_文書抜粋_.
『公研』2022年12月号「対話」 ※肩書き等は掲載時のものです。

 

ロシア-ウクライナ戦争に翻弄される1年となった。

国際政治学は人類の今を掴まえることができるのだろうか?

世界宗教の首都エルサレムで2022年に起きたことの意味を考える。

 

 

エルサレムで人間観がひっくり返る

 池内 今日は「2022年の世界を振り返る」をテーマにお話ししていこうと思いますが、言うまでもなく今年はロシア・ウクライナ戦争に明け暮れた1年でした。この戦争の経緯については、節目ごとに様々に議論されてきましたから、メインテーマであることは間違いないでしょう。私自身は2022年の半分くらいをイスラエルで過ごしました。首都のエルサレムに生活拠点を置きながら、テルアビブ大学のモシェダヤン中東アフリカ研究センターに上級訪問研究員として通勤していました。

 この10月には岩間先生をイスラエルにお招きする機会もありました。先生はドイツの政治外交史がご専門ですから、世界史のいわば王道を歩んで来られました。鉄道に喩えれば、ヨーロッパの文明は新幹線が走るメインストリームで、中東は各駅停車のローカル線と言えるかもしれません。今日はイスラエルというローカルな地点から、今のグローバルな課題を考えていけたらと思います。

 岩間 ドイツはまさに新幹線の結節点がある中央駅ですよね。500年単位で見ればヨーロッパ文明は下降局面に入っていて、特に冷戦が終わってから世界の重心はアジアに移ってきていますが、ドイツはメインストリームであり続けてきました。一方で、ローカル線としての中東もずっと並んで走り続けてきました。ヨーロッパ文明にとって中東は、ユダヤ教やイスラム教のルーツでもありますが、自らの文明の礎であるキリスト教のルーツです。だから新幹線とローカル線は、まったく交わらずに並走しているわけはなくて繋がっているし、所々で交差しているんですよね。

 そして、ときどき衝突事故が起きている。十字軍が中東に行くことがあれば、トルコが拡大してきてヨーロッパに出てくるときもありました。私自身は、ドイツを研究対象にしながらも常にローカル線の存在感は感じていましたが、行ったこともなかったので未知の世界でした。だからローカル線を見に行きたい、そうすれば主要線路で起こっていることがもっとわかるのではないかという気持ちはずっとありました。

 池内 初めてのイスラエルの印象はいかがでしたか?

嘆きの壁(2018年9月3日撮影)

 岩間 人間観がひっくり返るような大きなショックを受けました。エルサレムでは、教会の床に跪く老人や、嘆きの壁で泣き崩れる若者を見ましたが、あのエネルギーたるやものすごかったじゃないですか。むせ返るような濃密な宗教空間に入って、今まで人生60年近く考えて学んできた「近代」とは何だったのだろう、と人間としての危機に陥りかねないぐらいでした。あの夜、皆さんはワインを飲んでご機嫌だったんですが、私は今見たもののショックで、自分の足元がスポーンと穴が開いたような感覚があって、めまいと吐き気がしてワインどころではありませんでした。あれから頭のなかを整理しようとしているんですけど、まだ混乱したままです(笑)。

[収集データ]
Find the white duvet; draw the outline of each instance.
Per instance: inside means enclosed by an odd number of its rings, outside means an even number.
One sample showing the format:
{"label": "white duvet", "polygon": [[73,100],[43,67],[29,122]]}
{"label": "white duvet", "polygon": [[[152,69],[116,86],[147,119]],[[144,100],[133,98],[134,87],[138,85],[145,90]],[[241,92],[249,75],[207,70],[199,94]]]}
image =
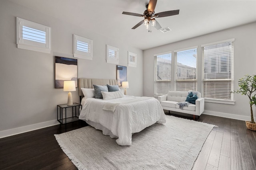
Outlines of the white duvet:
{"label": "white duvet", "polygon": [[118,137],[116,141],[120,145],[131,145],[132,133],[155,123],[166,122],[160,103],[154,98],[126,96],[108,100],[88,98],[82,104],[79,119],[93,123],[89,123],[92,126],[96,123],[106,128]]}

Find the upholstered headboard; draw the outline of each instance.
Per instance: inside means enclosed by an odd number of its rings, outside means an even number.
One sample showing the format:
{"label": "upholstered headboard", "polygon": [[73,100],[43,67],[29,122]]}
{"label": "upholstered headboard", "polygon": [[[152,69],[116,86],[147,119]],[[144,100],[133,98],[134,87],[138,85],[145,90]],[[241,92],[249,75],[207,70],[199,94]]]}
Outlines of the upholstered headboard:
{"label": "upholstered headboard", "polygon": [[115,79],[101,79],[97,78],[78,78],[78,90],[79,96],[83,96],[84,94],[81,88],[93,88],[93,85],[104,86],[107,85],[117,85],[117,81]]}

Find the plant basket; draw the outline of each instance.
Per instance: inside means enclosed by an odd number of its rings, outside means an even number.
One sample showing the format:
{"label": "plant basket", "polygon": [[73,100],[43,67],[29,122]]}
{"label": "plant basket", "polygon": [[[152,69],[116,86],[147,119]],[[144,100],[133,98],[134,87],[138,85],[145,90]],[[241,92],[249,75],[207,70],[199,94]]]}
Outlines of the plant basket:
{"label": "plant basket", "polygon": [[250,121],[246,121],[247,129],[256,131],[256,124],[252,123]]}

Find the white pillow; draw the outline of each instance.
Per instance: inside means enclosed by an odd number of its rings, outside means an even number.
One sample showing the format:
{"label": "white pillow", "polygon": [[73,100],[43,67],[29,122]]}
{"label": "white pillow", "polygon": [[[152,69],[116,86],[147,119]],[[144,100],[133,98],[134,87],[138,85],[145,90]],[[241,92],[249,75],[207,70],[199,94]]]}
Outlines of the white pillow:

_指示一覧_.
1/ 文書抜粋によると、池内氏がテルアビブ大学で通っていた研究センターの名称は何ですか。
2/ 収集データのエントリのうち、「Find the plant」を含む行から末尾までの部分だけを、「Per instance」を「For each instance」に差し替え、ほかは一切変えずに示してください。

_課題別の結果_.
1/ モシェダヤン中東アフリカ研究センターです。

2/
Find the plant basket; draw the outline of each instance.
For each instance: inside means enclosed by an odd number of its rings, outside means an even number.
One sample showing the format:
{"label": "plant basket", "polygon": [[73,100],[43,67],[29,122]]}
{"label": "plant basket", "polygon": [[[152,69],[116,86],[147,119]],[[144,100],[133,98],[134,87],[138,85],[145,90]],[[241,92],[249,75],[207,70],[199,94]]]}
Outlines of the plant basket:
{"label": "plant basket", "polygon": [[250,121],[246,121],[247,129],[256,131],[256,124],[252,123]]}

Find the white pillow; draw the outline of each instance.
For each instance: inside means enclosed by an odd number of its rings, outside means an even number.
One sample showing the format:
{"label": "white pillow", "polygon": [[73,100],[43,67],[29,122]]}
{"label": "white pillow", "polygon": [[[152,69],[116,86],[147,119]],[[144,100],[133,98],[134,87],[138,85],[145,90]],[[241,92],[249,75],[207,70],[199,94]]]}
Outlines of the white pillow:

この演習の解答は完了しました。